> [Data provided]
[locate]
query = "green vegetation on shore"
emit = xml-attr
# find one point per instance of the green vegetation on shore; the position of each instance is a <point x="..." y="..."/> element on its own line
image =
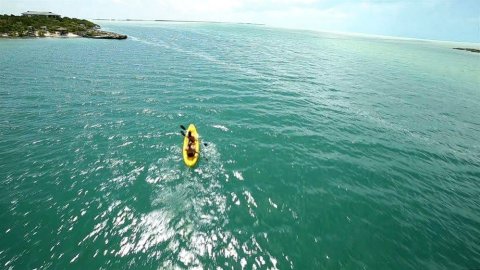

> [Given request] Recast the material above as a JSON list of strings, with one string for each line and blank lines omitted. Leave the picture out of your answer.

> [Expected answer]
[
  "[locate]",
  "query = \"green vegetation on shore\"",
  "emit = xml-attr",
  "# find one point per instance of the green vegetation on shore; the position of each instance is a <point x=\"...\" y=\"...\"/> element on its own line",
  "image ="
]